== QUOTED TEXT ==
────

In the attempt to preserve the supposedly declining French language in Quebec, Premier François Legault, leader of the Coalition Avenir Québec party, proposed Bill 96 in May 2021, at Quebec’s National Assembly. The bill is intended to supplement Bill 101, Quebec’s French-language charter adopted in 1977 by Premier René Lévesque. After a year of deliberation, the law was passed by a vote of 78 to 29 on May 24th, 2022. The Liberal Party voted against it, claiming that it went too far in its restrictions and requirements. The Parti Quebecois voted against it as well, claiming, however, that it did not go far enough. 

The bill limits the use of English in public services, colleges and universities, and businesses. It also allows inspectors, sent by Quebec’s Board of the French Language, to search and seize property without a warrant in enterprises to ensure that citizens are communicating in French. Non-compliance with the bill can result in a fine between $700 CAD and $90,000 CAD. 

The bill has raised concerns amongst the public and within the Quebec government. While immigrants and anglophones are concerned about the bill, Indigenous communities in Quebec are especially worried. 

The Mohawk Council of Chiefs has responded to the bill, stating that “the word ‘reconciliation’ is out of the window at this point,” as the government did not properly consult Indigenous communities about the reform. With Indigenous languages long facing discrimination since the foundation of the Canadian state, this bill further jeopardizes them. The United Nations Educational, Scientific, and Cultural Organization estimates that 75% of Canada’s Indigenous languages are already endangered. Only 15.6% of Indigenous people in Canada are able to communicate in an Indigenous language, as of 2016. With the enforcement of Bill 96, Indigenous languages will most likely be demonized further.

Not only does Bill 96 endanger Indigenous languages, but it also repeats history. After colonization, many Indigenous communities in Quebec chose English as the primary European language. English is now a first, second, or third language for over 65% of Quebec’s Indigenous peoples. Seeing that colonization obliged Indigenous peoples in Quebec to learn a European language, resulting in health, educational, and economic disadvantages in their own homelands, Bill 96 will reproduce these injustices.

────

== SHORT PROBLEM 1 ==
Rewrite the records from their first line through the line containing "[[[47,59],[0,55],[1,132],[12,134],[51,105]]]", changing "freezer compartment door" to "upper freezer door" and keeping everything else the same.

────

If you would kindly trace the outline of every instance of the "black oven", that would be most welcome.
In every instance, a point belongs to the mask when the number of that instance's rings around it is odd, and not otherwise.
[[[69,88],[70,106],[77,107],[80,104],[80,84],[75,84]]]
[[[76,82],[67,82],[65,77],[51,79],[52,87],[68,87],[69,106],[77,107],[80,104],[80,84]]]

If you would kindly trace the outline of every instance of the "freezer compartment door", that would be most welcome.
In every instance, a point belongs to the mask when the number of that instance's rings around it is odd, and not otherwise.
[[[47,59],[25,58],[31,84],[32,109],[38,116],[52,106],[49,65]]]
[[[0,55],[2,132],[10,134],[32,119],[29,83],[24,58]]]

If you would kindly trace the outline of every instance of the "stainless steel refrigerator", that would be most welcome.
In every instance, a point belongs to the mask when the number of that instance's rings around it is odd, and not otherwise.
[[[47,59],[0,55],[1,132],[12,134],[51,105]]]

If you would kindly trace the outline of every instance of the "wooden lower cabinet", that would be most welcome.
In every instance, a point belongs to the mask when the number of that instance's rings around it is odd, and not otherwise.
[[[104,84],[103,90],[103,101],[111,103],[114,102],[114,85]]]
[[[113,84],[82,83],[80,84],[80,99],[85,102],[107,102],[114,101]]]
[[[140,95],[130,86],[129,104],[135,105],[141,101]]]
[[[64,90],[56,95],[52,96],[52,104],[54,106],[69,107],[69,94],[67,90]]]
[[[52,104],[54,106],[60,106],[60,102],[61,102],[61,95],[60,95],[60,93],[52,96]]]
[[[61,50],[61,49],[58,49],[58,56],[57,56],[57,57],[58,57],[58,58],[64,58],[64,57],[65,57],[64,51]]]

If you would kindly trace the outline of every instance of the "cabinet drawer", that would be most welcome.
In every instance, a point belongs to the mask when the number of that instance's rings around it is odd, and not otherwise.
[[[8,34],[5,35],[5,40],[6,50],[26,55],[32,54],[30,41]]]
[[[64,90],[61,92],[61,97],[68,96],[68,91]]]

────

== SHORT PROBLEM 2 ==
Continue the piece on Bill 96 from where it stops.

== RESULT 1 ==
If you would kindly trace the outline of every instance of the "black oven", that would be most welcome.
In every instance, a point belongs to the mask when the number of that instance's rings around it is odd, and not otherwise.
[[[69,88],[70,106],[77,107],[80,104],[80,84],[75,84]]]
[[[76,82],[67,82],[65,77],[51,79],[52,87],[68,87],[69,106],[77,107],[80,104],[80,84]]]

If you would kindly trace the outline of every instance of the "upper freezer door", that would be most welcome.
In every instance, a point belongs to the mask when the number of that instance's rings around it is odd, and not otherwise.
[[[47,59],[25,58],[31,84],[32,109],[38,116],[52,106],[49,65]]]
[[[0,55],[2,132],[10,134],[32,119],[29,83],[24,58]]]

If you would kindly trace the outline of every instance of the "stainless steel refrigerator", that would be most welcome.
In every instance, a point belongs to the mask when the number of that instance's rings around it is odd, and not otherwise.
[[[47,59],[0,55],[1,132],[12,134],[51,105]]]

== RESULT 2 ==
Impact on Indigenous Youth 

Indigenous youth in Quebec are especially vulnerable to the new language restrictions. Seeing as most Indigenous students are English speaking, enforcing the French language would risk their ability to enroll in colleges and universities, succeed in classes, and graduate. This bill also jeopardizes the preservation of Indigenous cultures, as youths are the next generation to carry on their traditions.

With the new bill, enrollment levels at English-language CEGEPs – public colleges which students attend after high school and before post-secondary school – will be curbed, meaning more and more English-speaking students will be unable to get in. On top of that, students will also be obliged to pass a French language exam and do part of their core coursework in French in order to graduate. For many Indigenous students, French would be a third or fourth language, making learning French significantly difficult. Even for those who don’t speak as many languages, learning French would be difficult – being able to effectively communicate and learn complex ideas in an entirely new language doesn’t happen overnight. With only 15.9% of the Indigenous community receiving a college/CEGEP diploma, and 3.9% graduating from university, this new bill could further drive down these numbers. 

Imposing a new language would also prohibit them from using their own languages. Seeing as the enforcement of English in the past has resulted in the decline of Native languages, adding French could further reduce their usage. As language is deeply tied to culture, enforcement of Bill 96 towards Indigenous peoples could increase the rate at which Indigenous cultures are already fading. As the head of the First Nations Education Council of Quebec, Denis Gros-Louis, pointed out, the bill serves to normalize “cultural genocide”. 

On that premise, this bill is just the latest example of colonial overreach by a government that is blatant in its desire to control Indigenous peoples. To push back against this colonial intrusion, Indigenous communities have requested an exemption, in hopes that students can avoid being hindered by the bill. 

Protesting the Bill 

In response to Bill 96, a group of Kahnawake students organized a street protest, which shut down traffic on a major bridge into Montreal. Current and former students, as well as community supporters, walked with signs opposing Bill 96 and waved the flag of the Mohawk Warriors Society. One of the organizers, Teiotsatonteh Diabo, stated: “We do not have a lot left. We have a little land left, our language. We only have about 300 speakers compared to 85 percent of French speakers in Quebec.” 

Other demonstrations were held, with thousands of Montreal residents marching to Premier Francois Legault’s office. With more protests planned, the community hopes for Bill 96 to be repealed. 

There is an overall consensus that French needs to be better preserved and respected, but protesters state that this bill is not the way to go about it. If anything, it pushes Quebec citizens to resent the language. 

The Federal Government’s Involvement

A Montreal-based activist – who wishes to remain unnamed – who joined the protest hopes the federal government will intervene to protect Indigenous communities’ culture, language, and their youths. The activist expressed, “I fear our voices won’t be enough… they don’t care about what we want. I hope the federal government does something.” 

The federal government, however, has stated that any appeals of both pieces of legislation must be led by Quebecers, and it will intervene if the matter reaches the Supreme Court of Canada. David Lametti, Canada’s justice minister, did give his opinion on the matter, criticizing Quebec’s new language law, as well as the province’s use of the notwithstanding clause, which shields Bill 96 from court challenges based on the Canadian Charter of Rights and Freedoms.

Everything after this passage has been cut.